▸ EXERCISE DESCRIPTION
Each record that follows should be transcribed word for word.

▸ RECORDS FOR THIS EXERCISE
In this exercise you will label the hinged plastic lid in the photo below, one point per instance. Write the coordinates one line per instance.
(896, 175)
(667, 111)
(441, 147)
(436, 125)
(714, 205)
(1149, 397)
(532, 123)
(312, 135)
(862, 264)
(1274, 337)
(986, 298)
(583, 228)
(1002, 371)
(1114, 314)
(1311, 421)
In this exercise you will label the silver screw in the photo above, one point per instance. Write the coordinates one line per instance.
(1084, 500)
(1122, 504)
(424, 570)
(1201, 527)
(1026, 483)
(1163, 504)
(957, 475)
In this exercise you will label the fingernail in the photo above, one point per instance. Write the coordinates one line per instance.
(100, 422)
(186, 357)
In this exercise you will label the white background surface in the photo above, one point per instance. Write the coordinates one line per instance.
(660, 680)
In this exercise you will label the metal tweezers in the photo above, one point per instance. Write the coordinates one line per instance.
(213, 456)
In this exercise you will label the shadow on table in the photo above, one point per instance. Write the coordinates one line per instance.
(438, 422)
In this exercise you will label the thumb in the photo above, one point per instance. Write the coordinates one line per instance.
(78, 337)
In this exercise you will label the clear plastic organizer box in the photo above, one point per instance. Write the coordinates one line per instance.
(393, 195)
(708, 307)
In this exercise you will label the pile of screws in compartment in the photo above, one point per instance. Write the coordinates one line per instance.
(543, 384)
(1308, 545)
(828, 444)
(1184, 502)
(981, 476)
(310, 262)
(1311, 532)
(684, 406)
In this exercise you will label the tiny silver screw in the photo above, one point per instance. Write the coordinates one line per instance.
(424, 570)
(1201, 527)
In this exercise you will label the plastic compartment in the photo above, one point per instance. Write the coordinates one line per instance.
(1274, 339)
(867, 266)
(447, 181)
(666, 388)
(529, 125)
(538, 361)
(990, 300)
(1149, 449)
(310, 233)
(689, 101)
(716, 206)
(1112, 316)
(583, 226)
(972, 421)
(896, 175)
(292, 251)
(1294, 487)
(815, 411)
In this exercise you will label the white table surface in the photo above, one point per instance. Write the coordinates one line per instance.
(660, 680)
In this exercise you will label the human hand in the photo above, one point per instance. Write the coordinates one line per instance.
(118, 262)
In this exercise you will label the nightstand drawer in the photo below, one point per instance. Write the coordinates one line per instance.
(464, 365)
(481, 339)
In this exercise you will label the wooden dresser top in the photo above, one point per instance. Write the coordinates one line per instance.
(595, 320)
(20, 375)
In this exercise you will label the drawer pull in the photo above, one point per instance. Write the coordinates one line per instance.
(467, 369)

▸ ANSWER SPACE
In this exercise you will label the hinged plastic lid in the photo below, one point per instance. Write the coordinates one line per instance.
(896, 175)
(667, 111)
(441, 147)
(436, 125)
(714, 205)
(1149, 397)
(532, 123)
(312, 135)
(862, 264)
(1274, 337)
(986, 298)
(583, 228)
(1002, 371)
(1114, 314)
(1311, 421)
In this exercise you will label the silver screw in the photo above, one point per instance. Write the coordinates one line per instance.
(1084, 500)
(1122, 504)
(424, 570)
(1201, 527)
(1026, 483)
(1163, 504)
(957, 475)
In this exercise you will label the fingernail in the photo above, one point per instance. Write the coordinates one line per instance.
(100, 422)
(186, 357)
In this exercise you will label the white background surface in the photo above, one point per instance. Write the coordinates one line per instance.
(660, 680)
In this exercise you will label the metal tweezers in the photo above, one point per instance. Write the coordinates one line per instance.
(213, 456)
In this exercise you will label the shadow on table in the photo above, one point per instance. Write the coordinates one line per instance.
(438, 422)
In this exercise you will label the thumb in the photo above, one point per instance. Write the coordinates one line per instance.
(78, 337)
In this exercise you will label the clear plastic organizer box in the photo above, one point per instance. Write the coordinates one line per instance.
(393, 195)
(708, 307)
In this exercise you will label the pile of screws in compartment in the photo above, one point per instance. Write the coordinates one line per instance.
(543, 384)
(1308, 545)
(828, 444)
(1184, 502)
(981, 476)
(310, 262)
(1311, 532)
(684, 406)
In this exercise you will label the tiny silver screw in the photo above, one point per instance. Write the coordinates one line per instance.
(424, 570)
(1201, 527)
In this exercise you will label the plastic compartment in the photo above, one point per instance. Write the coordinates one line per instance.
(1274, 339)
(867, 266)
(447, 181)
(666, 388)
(529, 125)
(538, 361)
(990, 300)
(1149, 449)
(310, 233)
(689, 101)
(716, 206)
(1112, 316)
(583, 226)
(972, 421)
(896, 175)
(292, 251)
(1294, 487)
(815, 411)
In this exercise you will label the white table surface in the photo above, one point per instance. Write the coordinates one line per instance.
(660, 680)
In this exercise you will label the human hand in the photo above, one point per instance. Write the coordinates one line per instance.
(118, 262)
In this exercise you will label the nightstand drawer in the photo below, one point per instance. Write the coordinates one line per instance.
(464, 365)
(481, 339)
In this exercise you will label the wooden dresser top in the photo above, one point per instance. Write the coordinates one line per instance.
(595, 320)
(20, 375)
In this exercise you will label the drawer pull in the photo above, one point per instance. Write the coordinates one line per instance.
(467, 369)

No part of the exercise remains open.